▸ PROBLEM DETAILS: Count the lines in the material below that contain the word "negative". Reply with the number only.

▸ EXERCISE INPUTS:
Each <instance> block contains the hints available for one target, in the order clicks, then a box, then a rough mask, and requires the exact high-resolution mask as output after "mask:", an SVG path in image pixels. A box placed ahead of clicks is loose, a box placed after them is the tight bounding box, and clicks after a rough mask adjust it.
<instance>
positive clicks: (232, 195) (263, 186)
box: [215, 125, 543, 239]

...

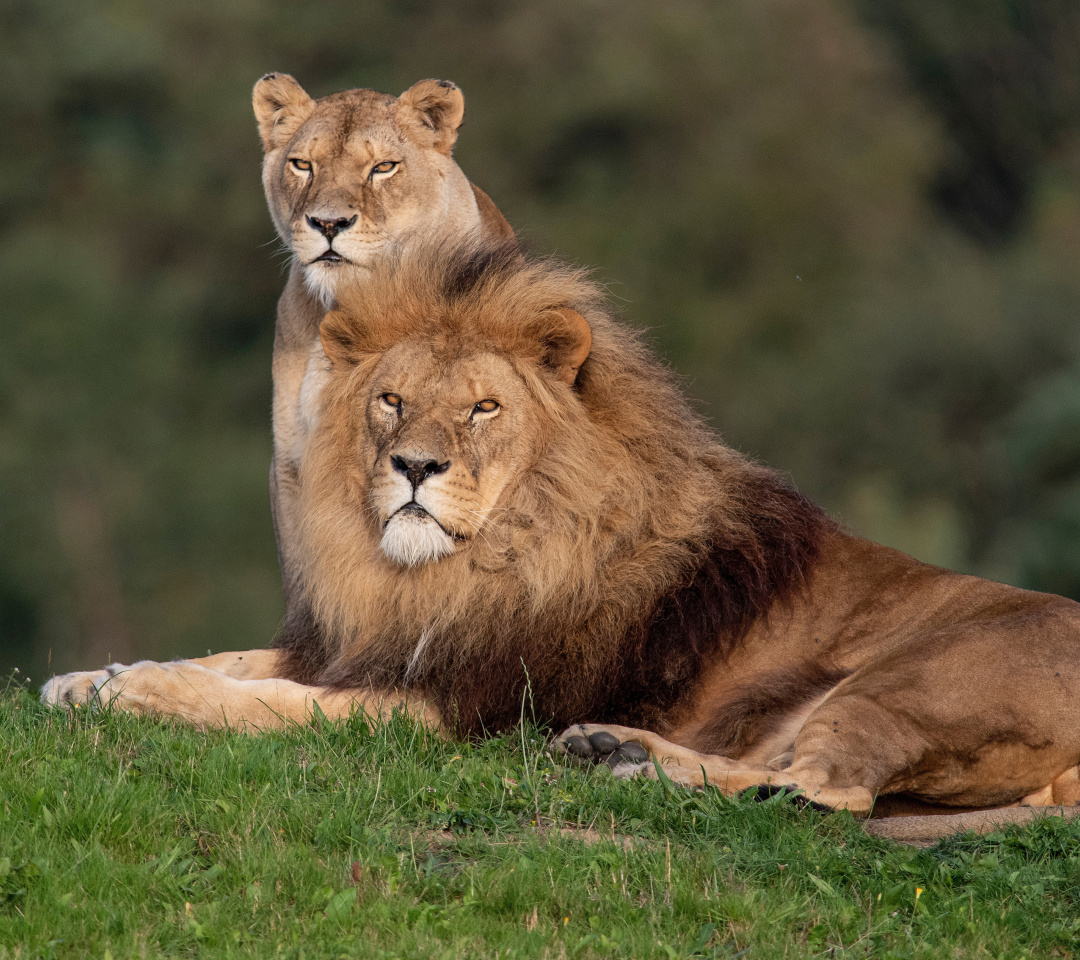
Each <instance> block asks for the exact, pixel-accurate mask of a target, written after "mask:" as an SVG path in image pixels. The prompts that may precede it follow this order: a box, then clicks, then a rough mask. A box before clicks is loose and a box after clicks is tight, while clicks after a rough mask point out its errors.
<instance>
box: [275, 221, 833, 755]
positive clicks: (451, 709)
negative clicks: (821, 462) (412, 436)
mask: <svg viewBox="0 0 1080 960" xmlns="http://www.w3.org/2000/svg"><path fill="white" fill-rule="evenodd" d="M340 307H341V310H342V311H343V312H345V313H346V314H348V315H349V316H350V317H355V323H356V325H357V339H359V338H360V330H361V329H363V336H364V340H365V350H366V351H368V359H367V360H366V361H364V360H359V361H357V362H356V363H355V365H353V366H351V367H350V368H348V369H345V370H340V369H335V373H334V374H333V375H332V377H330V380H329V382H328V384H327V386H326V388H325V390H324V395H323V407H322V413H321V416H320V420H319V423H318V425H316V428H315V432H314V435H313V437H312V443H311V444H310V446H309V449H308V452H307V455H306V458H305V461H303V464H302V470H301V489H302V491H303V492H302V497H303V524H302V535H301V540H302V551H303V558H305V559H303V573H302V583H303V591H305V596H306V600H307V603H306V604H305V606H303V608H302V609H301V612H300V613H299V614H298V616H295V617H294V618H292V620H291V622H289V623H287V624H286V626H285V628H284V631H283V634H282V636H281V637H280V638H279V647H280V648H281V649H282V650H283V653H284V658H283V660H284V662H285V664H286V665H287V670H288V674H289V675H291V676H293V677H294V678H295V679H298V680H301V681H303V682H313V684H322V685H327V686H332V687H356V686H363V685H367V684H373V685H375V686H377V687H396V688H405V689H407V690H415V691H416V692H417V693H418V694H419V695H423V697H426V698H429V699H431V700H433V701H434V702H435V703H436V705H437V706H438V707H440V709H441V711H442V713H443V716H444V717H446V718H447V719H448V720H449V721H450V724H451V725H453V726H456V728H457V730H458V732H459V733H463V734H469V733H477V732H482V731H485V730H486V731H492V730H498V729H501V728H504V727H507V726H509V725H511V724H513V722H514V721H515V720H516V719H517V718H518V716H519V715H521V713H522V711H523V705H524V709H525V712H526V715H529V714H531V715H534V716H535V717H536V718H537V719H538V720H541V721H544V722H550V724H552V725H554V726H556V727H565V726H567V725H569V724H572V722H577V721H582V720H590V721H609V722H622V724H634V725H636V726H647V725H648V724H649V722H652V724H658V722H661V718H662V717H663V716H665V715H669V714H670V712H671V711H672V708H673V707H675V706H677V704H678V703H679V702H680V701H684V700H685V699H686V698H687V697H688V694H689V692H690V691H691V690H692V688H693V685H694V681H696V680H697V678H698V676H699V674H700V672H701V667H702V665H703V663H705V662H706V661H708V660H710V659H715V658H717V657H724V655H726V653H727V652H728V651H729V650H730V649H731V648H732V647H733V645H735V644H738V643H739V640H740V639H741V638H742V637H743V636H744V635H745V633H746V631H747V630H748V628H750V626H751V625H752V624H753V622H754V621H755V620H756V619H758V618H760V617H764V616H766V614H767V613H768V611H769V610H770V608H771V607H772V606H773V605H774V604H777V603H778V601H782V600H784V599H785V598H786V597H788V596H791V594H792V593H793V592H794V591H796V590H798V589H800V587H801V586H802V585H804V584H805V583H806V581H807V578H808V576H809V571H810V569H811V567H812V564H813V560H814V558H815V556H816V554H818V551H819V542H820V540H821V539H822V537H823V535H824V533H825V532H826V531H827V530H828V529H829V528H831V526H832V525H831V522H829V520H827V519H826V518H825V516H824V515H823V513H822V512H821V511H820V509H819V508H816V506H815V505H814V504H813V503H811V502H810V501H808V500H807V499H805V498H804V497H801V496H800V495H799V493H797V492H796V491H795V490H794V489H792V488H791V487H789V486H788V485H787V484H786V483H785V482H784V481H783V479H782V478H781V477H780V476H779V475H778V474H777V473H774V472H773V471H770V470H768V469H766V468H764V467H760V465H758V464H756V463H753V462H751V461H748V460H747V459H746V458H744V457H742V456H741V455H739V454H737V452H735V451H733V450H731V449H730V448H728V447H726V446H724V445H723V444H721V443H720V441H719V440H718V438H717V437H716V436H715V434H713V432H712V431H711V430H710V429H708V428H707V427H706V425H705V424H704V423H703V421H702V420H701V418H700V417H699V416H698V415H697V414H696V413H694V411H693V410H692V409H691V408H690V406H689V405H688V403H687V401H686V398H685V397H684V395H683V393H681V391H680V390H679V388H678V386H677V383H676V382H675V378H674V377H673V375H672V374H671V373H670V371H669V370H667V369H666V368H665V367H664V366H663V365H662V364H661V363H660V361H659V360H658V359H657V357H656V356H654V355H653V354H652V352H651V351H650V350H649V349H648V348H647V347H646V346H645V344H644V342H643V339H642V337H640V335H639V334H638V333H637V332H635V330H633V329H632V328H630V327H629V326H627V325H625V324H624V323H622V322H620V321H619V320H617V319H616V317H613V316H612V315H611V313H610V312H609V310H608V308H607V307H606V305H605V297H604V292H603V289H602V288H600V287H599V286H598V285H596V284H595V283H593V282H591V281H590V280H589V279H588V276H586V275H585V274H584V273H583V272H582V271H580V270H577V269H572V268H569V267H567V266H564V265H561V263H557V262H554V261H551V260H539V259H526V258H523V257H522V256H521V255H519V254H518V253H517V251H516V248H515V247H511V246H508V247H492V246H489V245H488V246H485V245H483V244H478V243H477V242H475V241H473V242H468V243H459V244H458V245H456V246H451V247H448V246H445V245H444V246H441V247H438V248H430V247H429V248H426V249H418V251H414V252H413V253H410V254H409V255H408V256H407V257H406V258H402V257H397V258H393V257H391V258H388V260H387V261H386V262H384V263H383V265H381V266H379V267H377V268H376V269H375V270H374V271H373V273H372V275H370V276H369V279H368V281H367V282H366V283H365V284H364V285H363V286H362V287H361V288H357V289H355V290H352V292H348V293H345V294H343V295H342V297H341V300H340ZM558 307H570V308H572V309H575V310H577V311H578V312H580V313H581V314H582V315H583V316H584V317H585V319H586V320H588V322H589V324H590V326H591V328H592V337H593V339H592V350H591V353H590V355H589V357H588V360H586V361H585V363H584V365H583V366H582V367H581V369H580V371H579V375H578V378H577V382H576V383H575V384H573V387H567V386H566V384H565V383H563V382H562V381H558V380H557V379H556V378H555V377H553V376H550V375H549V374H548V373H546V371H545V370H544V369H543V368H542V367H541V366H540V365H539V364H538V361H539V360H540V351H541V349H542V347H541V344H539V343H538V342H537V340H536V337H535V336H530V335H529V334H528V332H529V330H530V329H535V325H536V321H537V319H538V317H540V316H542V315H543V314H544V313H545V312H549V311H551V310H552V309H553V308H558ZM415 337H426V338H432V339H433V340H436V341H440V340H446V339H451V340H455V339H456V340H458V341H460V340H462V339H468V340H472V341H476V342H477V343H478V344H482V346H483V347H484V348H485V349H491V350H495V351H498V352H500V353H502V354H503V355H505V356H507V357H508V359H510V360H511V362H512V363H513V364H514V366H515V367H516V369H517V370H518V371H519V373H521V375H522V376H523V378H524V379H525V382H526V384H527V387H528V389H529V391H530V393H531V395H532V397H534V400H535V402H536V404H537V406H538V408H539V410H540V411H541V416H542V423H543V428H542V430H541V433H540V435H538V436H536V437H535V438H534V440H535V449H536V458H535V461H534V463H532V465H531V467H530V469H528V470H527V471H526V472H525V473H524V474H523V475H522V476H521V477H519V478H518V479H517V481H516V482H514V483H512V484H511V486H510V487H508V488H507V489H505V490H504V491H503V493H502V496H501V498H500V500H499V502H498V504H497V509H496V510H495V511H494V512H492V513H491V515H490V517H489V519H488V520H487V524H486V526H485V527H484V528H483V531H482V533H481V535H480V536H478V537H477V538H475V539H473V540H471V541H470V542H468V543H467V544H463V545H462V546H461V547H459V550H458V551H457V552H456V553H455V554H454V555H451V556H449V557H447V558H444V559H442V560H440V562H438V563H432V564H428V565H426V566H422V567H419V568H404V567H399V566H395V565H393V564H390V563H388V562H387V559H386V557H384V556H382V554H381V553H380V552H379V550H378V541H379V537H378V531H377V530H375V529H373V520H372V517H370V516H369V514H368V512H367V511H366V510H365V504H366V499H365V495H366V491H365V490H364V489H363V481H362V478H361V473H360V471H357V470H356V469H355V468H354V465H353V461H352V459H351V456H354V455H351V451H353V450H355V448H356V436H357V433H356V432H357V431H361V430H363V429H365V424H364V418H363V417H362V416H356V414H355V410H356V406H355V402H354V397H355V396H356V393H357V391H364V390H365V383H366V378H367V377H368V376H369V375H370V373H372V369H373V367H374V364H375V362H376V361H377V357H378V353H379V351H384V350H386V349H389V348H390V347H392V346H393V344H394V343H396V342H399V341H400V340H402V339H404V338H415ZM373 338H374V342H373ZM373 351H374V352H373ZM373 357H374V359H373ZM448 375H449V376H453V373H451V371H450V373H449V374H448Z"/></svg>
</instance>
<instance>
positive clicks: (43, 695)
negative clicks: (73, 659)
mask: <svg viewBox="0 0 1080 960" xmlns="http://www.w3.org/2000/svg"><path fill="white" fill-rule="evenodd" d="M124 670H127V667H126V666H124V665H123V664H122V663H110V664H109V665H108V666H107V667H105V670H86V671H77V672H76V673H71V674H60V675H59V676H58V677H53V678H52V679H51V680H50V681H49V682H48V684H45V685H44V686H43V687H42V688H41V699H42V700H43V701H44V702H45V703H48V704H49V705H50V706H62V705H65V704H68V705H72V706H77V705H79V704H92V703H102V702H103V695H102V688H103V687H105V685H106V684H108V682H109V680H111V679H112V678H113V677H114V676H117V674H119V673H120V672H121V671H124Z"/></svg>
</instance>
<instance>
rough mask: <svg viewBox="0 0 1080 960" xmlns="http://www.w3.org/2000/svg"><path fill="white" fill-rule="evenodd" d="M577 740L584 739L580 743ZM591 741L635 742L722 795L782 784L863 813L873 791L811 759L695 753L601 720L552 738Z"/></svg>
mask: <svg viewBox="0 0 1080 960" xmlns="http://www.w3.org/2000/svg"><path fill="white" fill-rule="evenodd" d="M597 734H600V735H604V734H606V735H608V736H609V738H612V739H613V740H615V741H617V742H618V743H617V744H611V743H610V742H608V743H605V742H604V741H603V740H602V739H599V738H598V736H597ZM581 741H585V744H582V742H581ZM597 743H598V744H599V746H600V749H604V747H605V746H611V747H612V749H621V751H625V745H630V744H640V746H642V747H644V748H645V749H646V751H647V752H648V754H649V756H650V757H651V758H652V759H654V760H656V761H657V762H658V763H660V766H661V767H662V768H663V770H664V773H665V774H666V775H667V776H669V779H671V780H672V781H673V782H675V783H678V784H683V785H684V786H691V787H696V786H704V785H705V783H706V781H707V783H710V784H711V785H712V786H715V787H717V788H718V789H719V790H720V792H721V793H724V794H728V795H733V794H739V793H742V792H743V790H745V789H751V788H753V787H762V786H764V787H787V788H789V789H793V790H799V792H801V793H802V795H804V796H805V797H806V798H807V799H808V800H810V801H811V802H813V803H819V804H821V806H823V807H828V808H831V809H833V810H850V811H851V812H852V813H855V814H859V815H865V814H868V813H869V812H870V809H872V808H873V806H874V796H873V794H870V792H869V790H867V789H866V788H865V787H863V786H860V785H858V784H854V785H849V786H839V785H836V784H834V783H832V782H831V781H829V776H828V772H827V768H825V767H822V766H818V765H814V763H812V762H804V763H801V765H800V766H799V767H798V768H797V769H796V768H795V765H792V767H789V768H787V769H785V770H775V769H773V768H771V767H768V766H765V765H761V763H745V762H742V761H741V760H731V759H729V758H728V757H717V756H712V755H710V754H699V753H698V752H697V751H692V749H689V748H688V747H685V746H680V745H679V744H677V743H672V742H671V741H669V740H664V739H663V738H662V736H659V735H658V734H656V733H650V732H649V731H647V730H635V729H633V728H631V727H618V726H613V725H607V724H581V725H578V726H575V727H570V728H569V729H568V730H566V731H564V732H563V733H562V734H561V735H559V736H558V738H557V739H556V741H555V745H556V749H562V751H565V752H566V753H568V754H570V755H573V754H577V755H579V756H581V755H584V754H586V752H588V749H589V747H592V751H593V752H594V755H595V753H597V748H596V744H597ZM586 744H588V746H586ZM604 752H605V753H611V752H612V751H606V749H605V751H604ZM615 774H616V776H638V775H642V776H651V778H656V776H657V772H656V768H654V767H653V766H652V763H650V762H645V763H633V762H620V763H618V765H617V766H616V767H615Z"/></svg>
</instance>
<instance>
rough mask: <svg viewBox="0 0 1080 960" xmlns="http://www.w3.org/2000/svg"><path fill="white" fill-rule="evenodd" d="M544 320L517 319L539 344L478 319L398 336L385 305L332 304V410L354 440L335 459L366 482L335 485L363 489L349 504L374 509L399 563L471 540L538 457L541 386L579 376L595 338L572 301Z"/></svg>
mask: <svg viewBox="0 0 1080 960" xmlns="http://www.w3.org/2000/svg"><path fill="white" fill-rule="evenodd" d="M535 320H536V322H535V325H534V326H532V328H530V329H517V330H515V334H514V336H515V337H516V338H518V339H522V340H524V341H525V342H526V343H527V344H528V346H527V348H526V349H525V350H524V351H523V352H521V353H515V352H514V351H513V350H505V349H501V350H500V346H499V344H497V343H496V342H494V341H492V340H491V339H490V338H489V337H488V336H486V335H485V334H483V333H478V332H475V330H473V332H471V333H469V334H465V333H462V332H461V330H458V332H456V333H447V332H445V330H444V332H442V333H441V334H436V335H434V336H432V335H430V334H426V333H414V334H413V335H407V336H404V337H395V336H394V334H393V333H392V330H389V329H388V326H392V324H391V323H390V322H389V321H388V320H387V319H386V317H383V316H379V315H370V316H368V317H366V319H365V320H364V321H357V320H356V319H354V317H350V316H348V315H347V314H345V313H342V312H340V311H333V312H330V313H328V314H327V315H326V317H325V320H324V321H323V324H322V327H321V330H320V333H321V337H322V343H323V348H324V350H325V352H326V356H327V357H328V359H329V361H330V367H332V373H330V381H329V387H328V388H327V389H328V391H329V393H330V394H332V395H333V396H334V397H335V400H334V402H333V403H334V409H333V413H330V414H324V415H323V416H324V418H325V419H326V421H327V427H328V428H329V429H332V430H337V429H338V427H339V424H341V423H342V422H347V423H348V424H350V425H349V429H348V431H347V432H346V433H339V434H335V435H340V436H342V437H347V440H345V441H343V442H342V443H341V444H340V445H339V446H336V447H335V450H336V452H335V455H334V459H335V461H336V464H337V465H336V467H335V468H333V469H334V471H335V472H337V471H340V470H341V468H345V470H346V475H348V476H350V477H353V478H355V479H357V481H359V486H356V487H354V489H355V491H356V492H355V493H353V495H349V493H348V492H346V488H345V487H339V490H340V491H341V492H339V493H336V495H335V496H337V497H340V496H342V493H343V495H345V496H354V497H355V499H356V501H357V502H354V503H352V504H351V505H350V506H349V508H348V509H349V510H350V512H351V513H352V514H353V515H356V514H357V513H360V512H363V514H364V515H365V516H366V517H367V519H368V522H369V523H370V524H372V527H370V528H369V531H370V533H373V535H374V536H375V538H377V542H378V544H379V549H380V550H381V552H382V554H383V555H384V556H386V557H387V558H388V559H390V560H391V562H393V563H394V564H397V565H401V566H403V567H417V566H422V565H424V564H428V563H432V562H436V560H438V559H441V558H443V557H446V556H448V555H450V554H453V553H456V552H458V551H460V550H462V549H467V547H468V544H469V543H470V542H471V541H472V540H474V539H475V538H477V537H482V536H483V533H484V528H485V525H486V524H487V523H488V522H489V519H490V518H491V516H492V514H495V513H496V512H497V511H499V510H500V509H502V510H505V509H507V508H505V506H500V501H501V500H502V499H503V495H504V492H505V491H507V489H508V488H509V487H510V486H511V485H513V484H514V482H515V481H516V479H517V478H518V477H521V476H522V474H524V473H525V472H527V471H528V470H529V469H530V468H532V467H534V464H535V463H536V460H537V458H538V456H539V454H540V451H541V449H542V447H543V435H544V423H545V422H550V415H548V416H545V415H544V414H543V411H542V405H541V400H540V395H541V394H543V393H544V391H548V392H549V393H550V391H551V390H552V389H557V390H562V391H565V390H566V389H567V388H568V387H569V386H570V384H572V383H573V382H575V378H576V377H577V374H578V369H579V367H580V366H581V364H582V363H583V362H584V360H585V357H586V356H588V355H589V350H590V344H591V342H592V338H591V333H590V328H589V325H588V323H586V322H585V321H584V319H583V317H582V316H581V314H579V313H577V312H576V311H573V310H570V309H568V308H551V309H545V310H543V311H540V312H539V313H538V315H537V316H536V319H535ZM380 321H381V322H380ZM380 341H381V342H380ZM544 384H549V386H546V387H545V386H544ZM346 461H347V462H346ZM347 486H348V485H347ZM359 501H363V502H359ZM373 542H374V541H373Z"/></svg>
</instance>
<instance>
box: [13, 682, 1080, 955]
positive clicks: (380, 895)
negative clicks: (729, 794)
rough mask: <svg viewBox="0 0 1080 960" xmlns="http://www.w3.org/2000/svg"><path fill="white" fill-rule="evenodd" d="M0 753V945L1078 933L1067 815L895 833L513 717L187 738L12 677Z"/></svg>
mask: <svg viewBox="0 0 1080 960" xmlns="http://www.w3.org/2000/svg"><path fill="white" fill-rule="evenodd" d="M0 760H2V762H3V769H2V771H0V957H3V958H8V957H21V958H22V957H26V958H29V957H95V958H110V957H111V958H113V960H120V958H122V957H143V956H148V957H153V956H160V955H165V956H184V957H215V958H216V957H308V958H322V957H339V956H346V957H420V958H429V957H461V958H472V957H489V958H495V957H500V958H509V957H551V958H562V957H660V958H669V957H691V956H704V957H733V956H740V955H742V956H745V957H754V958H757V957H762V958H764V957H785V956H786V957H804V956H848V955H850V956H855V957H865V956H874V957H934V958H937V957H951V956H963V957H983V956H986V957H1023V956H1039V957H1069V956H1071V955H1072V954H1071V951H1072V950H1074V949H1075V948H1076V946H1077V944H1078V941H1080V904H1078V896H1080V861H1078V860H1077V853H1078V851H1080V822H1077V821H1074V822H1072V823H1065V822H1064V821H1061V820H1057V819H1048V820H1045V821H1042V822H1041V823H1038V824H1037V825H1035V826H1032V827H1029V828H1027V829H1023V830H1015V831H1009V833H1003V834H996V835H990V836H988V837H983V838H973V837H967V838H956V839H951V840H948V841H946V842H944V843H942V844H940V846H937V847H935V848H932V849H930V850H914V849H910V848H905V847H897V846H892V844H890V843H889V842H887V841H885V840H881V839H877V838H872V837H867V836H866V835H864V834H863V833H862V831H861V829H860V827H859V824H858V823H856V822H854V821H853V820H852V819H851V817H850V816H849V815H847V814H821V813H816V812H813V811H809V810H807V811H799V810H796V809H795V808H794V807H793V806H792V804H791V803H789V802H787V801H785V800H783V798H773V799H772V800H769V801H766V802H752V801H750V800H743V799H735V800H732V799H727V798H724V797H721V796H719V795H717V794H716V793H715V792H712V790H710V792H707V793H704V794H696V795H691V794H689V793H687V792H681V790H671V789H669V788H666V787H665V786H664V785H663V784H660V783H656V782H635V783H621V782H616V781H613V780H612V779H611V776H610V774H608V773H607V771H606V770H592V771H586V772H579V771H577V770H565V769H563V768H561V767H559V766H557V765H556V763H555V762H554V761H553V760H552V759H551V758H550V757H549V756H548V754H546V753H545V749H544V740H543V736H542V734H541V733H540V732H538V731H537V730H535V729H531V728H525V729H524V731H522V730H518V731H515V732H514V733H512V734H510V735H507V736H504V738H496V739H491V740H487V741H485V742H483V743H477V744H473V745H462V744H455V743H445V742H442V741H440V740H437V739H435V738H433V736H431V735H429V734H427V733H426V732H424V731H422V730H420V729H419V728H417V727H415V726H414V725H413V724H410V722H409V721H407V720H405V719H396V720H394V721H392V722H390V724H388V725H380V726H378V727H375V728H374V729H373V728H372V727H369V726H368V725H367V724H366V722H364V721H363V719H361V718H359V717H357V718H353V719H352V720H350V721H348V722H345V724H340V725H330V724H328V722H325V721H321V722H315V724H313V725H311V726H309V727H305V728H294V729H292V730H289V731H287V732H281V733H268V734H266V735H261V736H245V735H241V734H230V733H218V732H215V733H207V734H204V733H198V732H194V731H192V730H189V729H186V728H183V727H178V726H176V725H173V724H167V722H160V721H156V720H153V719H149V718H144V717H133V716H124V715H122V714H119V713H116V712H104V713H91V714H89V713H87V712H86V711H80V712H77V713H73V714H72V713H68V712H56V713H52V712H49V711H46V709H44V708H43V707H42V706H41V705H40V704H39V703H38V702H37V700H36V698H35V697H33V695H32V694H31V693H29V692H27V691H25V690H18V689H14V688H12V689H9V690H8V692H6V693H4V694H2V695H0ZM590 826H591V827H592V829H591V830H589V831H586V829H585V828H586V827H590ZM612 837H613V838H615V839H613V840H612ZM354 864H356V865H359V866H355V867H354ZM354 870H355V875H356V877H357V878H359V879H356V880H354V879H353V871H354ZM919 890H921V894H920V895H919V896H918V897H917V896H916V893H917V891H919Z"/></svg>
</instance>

* * *

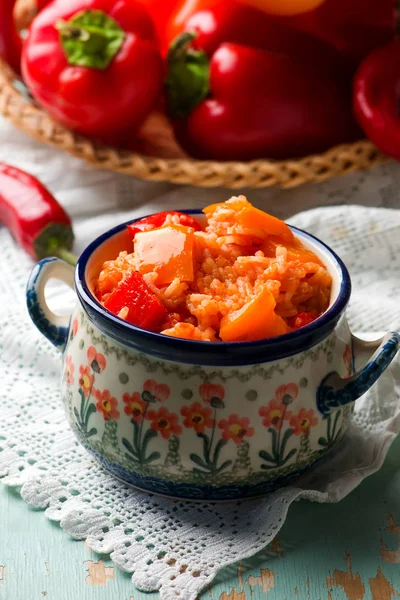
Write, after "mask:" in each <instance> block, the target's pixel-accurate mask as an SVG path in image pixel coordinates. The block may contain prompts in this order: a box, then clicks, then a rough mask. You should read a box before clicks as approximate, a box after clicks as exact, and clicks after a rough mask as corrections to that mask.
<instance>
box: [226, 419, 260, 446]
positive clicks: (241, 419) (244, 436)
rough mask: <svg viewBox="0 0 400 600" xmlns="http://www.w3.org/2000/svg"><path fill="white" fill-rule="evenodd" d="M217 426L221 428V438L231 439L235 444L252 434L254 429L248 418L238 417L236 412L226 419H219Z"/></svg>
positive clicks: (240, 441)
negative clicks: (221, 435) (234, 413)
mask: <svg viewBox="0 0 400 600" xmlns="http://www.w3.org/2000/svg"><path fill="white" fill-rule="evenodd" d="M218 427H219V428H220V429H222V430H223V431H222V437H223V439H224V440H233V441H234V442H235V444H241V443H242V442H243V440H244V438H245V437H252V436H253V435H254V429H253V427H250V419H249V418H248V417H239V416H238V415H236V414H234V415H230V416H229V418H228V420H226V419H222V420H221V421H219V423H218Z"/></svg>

▸ SOLUTION TO THE PROBLEM: 4